> **给定任务 a**
请修改标注条目中的行，范围从第一行开始，到包含“pixel 324 127”的那一行为止（含该行）。把其中的“house style”改成“standard format”，其余内容不变，然后只给出这些行。

Input is the matrix A of N by N non-negative integers. 

A distance between two elements Aij and Apq is defined as |i ? p| + |j ? q|. 

Your program must replace each zero element in the matrix with the nearest non-zero one. If there are two or more nearest non-zeroes, the zero must be left in place. 
Constraints 
1 ≤ N ≤ 200, 0 ≤ Ai ≤ 1000000

Input

Input contains the number N followed by N2 integers, representing the matrix row-by-row.

Output

Output must contain N2 integers, representing the modified matrix row-by-row.

Sample Input

3
0 0 0
1 0 2
0 3 0

Sample Output

1 0 2
1 0 2
0 3 0



#include<iostream>
#include<cstdio>

using namespace std;

int n;
int matri[210][210];
int dx[]={1,1,-1,-1},cx[]={-1,0,1,0};
int dy[]={-1,1,1,-1},cy[]={0,-1,0,1};

bool in_matrix(int x,int y)
{
    if(x<0||x>=n) return false;
    if(y<0||y>=n) return false;
    return true;
}

int bfs(int x,int y,int k)
{
    if(k>n) return 0;                           //n*n matrix搜索K次,自己可以特值来理解
    if(matri[x][y]||n==1) return matri[x][y];   //数不为0,或只有一个数(即 1*1 矩阵),就输出
    int xx,yy,X,Y;
    int i,j;
    int cnt=0,die=0;
    for(i=0;i<4;i++)           //对于菱形4条边的搜索,这里是以每边K个数字来写。
    {
        xx=x+k*cx[i];
        yy=y+k*cy[i];
        for(j=k;j--;)              //相当于for(j=0;j<k;j++),一边k个数,所以搜索k次
        {
            if(in_matrix(xx,yy)&&matri[xx][yy])

> **坐标标注条目**
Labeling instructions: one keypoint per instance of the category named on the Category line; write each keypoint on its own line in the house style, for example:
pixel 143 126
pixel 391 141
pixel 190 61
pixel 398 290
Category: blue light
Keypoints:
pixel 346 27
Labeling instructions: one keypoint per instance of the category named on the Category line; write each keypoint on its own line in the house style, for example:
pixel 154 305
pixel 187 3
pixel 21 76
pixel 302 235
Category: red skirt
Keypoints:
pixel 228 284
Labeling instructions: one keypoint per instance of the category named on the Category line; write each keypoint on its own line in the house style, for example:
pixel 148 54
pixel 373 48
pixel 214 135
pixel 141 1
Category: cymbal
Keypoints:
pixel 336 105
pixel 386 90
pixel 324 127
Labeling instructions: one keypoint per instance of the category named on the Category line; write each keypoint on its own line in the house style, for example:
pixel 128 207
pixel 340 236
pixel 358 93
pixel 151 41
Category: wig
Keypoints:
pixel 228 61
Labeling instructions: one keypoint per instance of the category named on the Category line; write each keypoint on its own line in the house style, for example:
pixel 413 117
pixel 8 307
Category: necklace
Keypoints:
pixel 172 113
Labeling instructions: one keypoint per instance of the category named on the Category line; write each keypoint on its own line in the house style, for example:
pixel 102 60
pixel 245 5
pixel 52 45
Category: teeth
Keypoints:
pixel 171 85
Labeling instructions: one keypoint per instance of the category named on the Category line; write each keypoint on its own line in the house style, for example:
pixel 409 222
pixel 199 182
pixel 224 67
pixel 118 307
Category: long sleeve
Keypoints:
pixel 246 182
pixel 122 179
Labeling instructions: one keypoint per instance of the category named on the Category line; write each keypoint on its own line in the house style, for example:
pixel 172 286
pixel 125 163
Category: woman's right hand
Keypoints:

> **给定任务 b**
关于矩阵零元素替换问题的那段文字在中途停下了，请从它停下的地方接着往下写。

> **书面答案 a**
Labeling instructions: one keypoint per instance of the category named on the Category line; write each keypoint on its own line in the standard format, for example:
pixel 143 126
pixel 391 141
pixel 190 61
pixel 398 290
Category: blue light
Keypoints:
pixel 346 27
Labeling instructions: one keypoint per instance of the category named on the Category line; write each keypoint on its own line in the standard format, for example:
pixel 154 305
pixel 187 3
pixel 21 76
pixel 302 235
Category: red skirt
Keypoints:
pixel 228 284
Labeling instructions: one keypoint per instance of the category named on the Category line; write each keypoint on its own line in the standard format, for example:
pixel 148 54
pixel 373 48
pixel 214 135
pixel 141 1
Category: cymbal
Keypoints:
pixel 336 105
pixel 386 90
pixel 324 127

> **书面答案 b**
            {
                if(cnt==1)
                {
                    die=1;
                    break;
                }

                X=xx;
                Y=yy;
                cnt++;

            }
            xx+=dx[i];
            yy+=dy[i];
        }
        if(die)
            break;
    }
    if(cnt==0)
        return bfs(x,y,k+1);
    else if(die)
        return 0;
    else
        return matri[X][Y];

}



int main()
{
    scanf("%d",&n);
    for(int i = 0; i < n; ++i)
        for(int j = 0; j < n; ++j)
            scanf("%d",&matri[i][j]);

    for(int i = 0; i < n; ++i,printf("\n"))
        for(int j = 0; j < n; ++j)
            printf("%d ",bfs(i,j,1));

    return 0;
}

(借鉴大大的思路)

值得学习的是,对于矩阵的逆时针菱形搜索,思考了很长时间都没有想清楚。

自己可以试一下顺时针,一样的道理哦。

int dx[]={1,1,-1,-1},cx[]={-1,0,1,0};
int dy[]={-1,1,1,-1},cy[]={0,-1,0,1};

主要是这两对数组,用的很是巧妙!